● What the exercise asks: Please locate each line in the listing below that contains the word "blue" and copy those lines out.

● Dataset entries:
- - -
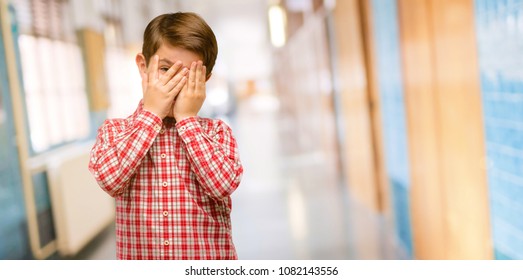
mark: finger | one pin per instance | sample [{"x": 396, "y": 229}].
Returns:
[
  {"x": 171, "y": 72},
  {"x": 192, "y": 78},
  {"x": 176, "y": 79},
  {"x": 199, "y": 72},
  {"x": 178, "y": 87},
  {"x": 152, "y": 70},
  {"x": 144, "y": 80},
  {"x": 200, "y": 84}
]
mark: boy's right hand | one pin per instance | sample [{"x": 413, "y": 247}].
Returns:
[{"x": 160, "y": 91}]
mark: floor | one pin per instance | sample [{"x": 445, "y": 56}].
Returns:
[{"x": 289, "y": 206}]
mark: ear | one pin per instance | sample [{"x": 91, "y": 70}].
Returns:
[{"x": 141, "y": 63}]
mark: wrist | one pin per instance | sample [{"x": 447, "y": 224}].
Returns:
[
  {"x": 180, "y": 118},
  {"x": 153, "y": 111}
]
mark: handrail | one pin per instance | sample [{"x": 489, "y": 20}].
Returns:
[{"x": 21, "y": 137}]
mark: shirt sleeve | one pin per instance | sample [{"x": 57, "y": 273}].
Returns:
[
  {"x": 213, "y": 157},
  {"x": 119, "y": 150}
]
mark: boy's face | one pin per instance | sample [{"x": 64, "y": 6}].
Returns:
[{"x": 168, "y": 56}]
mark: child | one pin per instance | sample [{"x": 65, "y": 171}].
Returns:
[{"x": 171, "y": 172}]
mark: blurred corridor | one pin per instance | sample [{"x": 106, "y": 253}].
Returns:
[{"x": 368, "y": 129}]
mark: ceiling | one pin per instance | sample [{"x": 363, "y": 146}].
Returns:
[{"x": 241, "y": 29}]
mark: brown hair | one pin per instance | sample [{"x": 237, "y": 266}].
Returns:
[{"x": 185, "y": 30}]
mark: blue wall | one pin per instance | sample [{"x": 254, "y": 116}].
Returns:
[
  {"x": 499, "y": 28},
  {"x": 390, "y": 84},
  {"x": 13, "y": 224}
]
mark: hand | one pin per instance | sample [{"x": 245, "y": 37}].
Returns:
[
  {"x": 190, "y": 100},
  {"x": 159, "y": 92}
]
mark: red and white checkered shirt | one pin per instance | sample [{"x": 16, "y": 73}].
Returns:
[{"x": 172, "y": 183}]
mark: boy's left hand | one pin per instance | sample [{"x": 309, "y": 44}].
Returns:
[{"x": 190, "y": 100}]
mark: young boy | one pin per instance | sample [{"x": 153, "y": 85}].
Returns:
[{"x": 171, "y": 172}]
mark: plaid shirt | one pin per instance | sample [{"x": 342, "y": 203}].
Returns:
[{"x": 172, "y": 183}]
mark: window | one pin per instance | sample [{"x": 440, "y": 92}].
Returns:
[{"x": 53, "y": 74}]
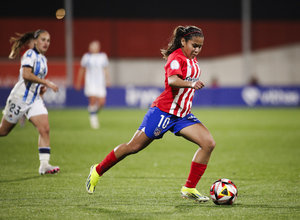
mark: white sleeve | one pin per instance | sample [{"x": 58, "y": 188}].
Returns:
[
  {"x": 105, "y": 61},
  {"x": 83, "y": 61},
  {"x": 28, "y": 59}
]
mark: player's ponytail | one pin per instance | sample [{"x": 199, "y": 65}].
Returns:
[
  {"x": 19, "y": 42},
  {"x": 181, "y": 32}
]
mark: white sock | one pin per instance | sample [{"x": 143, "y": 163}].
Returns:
[{"x": 44, "y": 155}]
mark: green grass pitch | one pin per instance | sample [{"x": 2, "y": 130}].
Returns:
[{"x": 258, "y": 149}]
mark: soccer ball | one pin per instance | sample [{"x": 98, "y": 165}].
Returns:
[{"x": 223, "y": 192}]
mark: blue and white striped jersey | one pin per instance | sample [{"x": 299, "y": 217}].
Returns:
[{"x": 25, "y": 90}]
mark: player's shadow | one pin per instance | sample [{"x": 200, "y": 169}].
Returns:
[{"x": 19, "y": 179}]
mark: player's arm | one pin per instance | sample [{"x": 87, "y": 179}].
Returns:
[
  {"x": 177, "y": 82},
  {"x": 29, "y": 76},
  {"x": 81, "y": 73},
  {"x": 107, "y": 77}
]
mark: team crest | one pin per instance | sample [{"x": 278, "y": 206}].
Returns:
[{"x": 157, "y": 131}]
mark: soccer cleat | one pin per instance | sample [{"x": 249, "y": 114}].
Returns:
[
  {"x": 92, "y": 180},
  {"x": 192, "y": 193},
  {"x": 44, "y": 169}
]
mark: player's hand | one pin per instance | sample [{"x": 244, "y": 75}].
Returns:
[
  {"x": 198, "y": 85},
  {"x": 52, "y": 86},
  {"x": 43, "y": 90}
]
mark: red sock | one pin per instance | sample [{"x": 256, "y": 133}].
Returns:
[
  {"x": 109, "y": 161},
  {"x": 196, "y": 172}
]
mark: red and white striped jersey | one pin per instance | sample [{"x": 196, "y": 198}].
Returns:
[{"x": 178, "y": 101}]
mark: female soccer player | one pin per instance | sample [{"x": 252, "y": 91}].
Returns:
[
  {"x": 94, "y": 65},
  {"x": 25, "y": 97},
  {"x": 171, "y": 111}
]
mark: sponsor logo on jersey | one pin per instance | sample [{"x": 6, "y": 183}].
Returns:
[
  {"x": 174, "y": 65},
  {"x": 157, "y": 131}
]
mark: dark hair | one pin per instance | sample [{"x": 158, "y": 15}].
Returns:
[
  {"x": 181, "y": 32},
  {"x": 21, "y": 40}
]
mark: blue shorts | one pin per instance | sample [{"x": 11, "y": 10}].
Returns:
[{"x": 156, "y": 123}]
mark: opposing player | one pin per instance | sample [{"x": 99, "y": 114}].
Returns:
[
  {"x": 94, "y": 66},
  {"x": 25, "y": 97},
  {"x": 171, "y": 111}
]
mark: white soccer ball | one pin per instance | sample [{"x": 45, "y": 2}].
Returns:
[{"x": 223, "y": 192}]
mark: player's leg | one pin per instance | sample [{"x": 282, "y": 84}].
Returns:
[
  {"x": 200, "y": 135},
  {"x": 38, "y": 116},
  {"x": 93, "y": 110},
  {"x": 41, "y": 123},
  {"x": 5, "y": 127},
  {"x": 138, "y": 142}
]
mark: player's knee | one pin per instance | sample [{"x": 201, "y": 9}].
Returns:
[
  {"x": 133, "y": 149},
  {"x": 3, "y": 133},
  {"x": 209, "y": 145},
  {"x": 44, "y": 130}
]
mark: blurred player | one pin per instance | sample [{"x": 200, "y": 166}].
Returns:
[
  {"x": 30, "y": 45},
  {"x": 25, "y": 97},
  {"x": 94, "y": 65},
  {"x": 171, "y": 111}
]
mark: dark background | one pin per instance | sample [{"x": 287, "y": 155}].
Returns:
[{"x": 156, "y": 9}]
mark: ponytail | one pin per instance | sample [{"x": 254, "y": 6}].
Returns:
[{"x": 181, "y": 32}]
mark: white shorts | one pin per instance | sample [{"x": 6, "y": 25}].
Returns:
[
  {"x": 16, "y": 108},
  {"x": 95, "y": 91}
]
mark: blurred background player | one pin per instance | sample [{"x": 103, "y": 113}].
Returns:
[
  {"x": 94, "y": 66},
  {"x": 30, "y": 45},
  {"x": 171, "y": 111},
  {"x": 25, "y": 98}
]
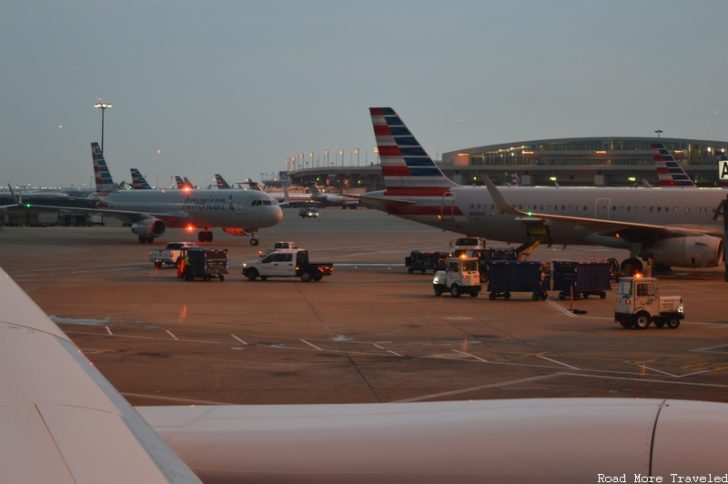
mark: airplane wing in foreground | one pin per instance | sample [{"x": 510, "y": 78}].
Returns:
[{"x": 62, "y": 421}]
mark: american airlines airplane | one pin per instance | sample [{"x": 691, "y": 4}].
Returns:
[
  {"x": 63, "y": 422},
  {"x": 673, "y": 227},
  {"x": 150, "y": 212},
  {"x": 138, "y": 182}
]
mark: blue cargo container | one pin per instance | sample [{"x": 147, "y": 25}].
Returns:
[
  {"x": 506, "y": 277},
  {"x": 583, "y": 278}
]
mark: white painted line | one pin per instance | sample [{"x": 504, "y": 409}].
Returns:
[
  {"x": 560, "y": 308},
  {"x": 557, "y": 362},
  {"x": 310, "y": 344},
  {"x": 238, "y": 339},
  {"x": 470, "y": 355}
]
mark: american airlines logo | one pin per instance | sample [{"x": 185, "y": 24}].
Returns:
[{"x": 723, "y": 170}]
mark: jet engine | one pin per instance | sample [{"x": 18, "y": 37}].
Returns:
[
  {"x": 149, "y": 228},
  {"x": 239, "y": 231},
  {"x": 693, "y": 251}
]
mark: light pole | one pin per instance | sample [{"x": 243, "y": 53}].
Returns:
[{"x": 103, "y": 107}]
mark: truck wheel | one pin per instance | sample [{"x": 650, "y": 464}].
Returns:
[{"x": 642, "y": 320}]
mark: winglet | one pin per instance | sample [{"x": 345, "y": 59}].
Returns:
[{"x": 500, "y": 201}]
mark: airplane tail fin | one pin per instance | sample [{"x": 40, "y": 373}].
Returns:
[
  {"x": 138, "y": 182},
  {"x": 220, "y": 182},
  {"x": 104, "y": 182},
  {"x": 669, "y": 171},
  {"x": 407, "y": 169}
]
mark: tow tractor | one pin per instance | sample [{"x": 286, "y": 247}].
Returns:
[
  {"x": 639, "y": 303},
  {"x": 460, "y": 276}
]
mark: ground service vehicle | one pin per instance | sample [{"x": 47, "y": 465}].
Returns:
[
  {"x": 170, "y": 254},
  {"x": 639, "y": 303},
  {"x": 203, "y": 263},
  {"x": 286, "y": 263},
  {"x": 460, "y": 276}
]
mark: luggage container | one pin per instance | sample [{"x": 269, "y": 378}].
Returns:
[
  {"x": 582, "y": 278},
  {"x": 203, "y": 263},
  {"x": 506, "y": 277}
]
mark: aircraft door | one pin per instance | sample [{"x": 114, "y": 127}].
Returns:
[
  {"x": 447, "y": 206},
  {"x": 603, "y": 208}
]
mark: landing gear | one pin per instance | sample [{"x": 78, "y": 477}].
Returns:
[
  {"x": 204, "y": 236},
  {"x": 630, "y": 266}
]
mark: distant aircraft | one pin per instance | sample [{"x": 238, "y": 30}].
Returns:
[
  {"x": 331, "y": 199},
  {"x": 64, "y": 422},
  {"x": 138, "y": 182},
  {"x": 183, "y": 183},
  {"x": 669, "y": 171},
  {"x": 150, "y": 212},
  {"x": 672, "y": 227}
]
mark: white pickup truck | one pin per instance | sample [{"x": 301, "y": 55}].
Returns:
[
  {"x": 170, "y": 254},
  {"x": 286, "y": 263}
]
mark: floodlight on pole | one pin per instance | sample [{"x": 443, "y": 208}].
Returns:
[{"x": 103, "y": 107}]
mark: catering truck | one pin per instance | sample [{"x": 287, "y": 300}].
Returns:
[{"x": 639, "y": 303}]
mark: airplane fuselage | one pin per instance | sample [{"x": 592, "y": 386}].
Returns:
[
  {"x": 206, "y": 208},
  {"x": 472, "y": 211}
]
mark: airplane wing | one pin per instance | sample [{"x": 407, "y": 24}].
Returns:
[
  {"x": 616, "y": 228},
  {"x": 62, "y": 421}
]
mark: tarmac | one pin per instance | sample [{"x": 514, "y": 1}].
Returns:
[{"x": 371, "y": 332}]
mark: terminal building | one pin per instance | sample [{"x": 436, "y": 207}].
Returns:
[{"x": 600, "y": 161}]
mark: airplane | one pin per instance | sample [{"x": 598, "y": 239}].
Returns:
[
  {"x": 150, "y": 212},
  {"x": 672, "y": 227},
  {"x": 220, "y": 182},
  {"x": 65, "y": 422},
  {"x": 183, "y": 183},
  {"x": 138, "y": 182},
  {"x": 331, "y": 199}
]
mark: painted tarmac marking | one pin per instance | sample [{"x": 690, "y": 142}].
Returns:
[
  {"x": 557, "y": 362},
  {"x": 310, "y": 344},
  {"x": 470, "y": 355},
  {"x": 560, "y": 308},
  {"x": 238, "y": 339}
]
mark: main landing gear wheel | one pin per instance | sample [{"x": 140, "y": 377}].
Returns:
[
  {"x": 630, "y": 266},
  {"x": 204, "y": 236}
]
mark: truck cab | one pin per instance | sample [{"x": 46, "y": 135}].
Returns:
[
  {"x": 460, "y": 276},
  {"x": 639, "y": 303}
]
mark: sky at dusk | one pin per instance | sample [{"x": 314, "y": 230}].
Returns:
[{"x": 237, "y": 87}]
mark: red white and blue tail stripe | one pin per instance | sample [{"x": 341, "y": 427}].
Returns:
[
  {"x": 406, "y": 167},
  {"x": 669, "y": 171},
  {"x": 104, "y": 182},
  {"x": 138, "y": 182}
]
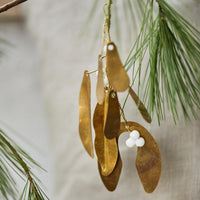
- - -
● Task answer:
mark: blue wall | one pin per instance | sample [{"x": 254, "y": 116}].
mark: blue and white striped jersey | one pin per instance | sample [{"x": 299, "y": 217}].
mark: blue shorts | one pin per instance | sample [{"x": 11, "y": 10}].
mark: blue cargo container | one pin per instance | sample [{"x": 147, "y": 25}].
mark: red white and blue tail stripe | one pin per instance | sample [{"x": 341, "y": 427}].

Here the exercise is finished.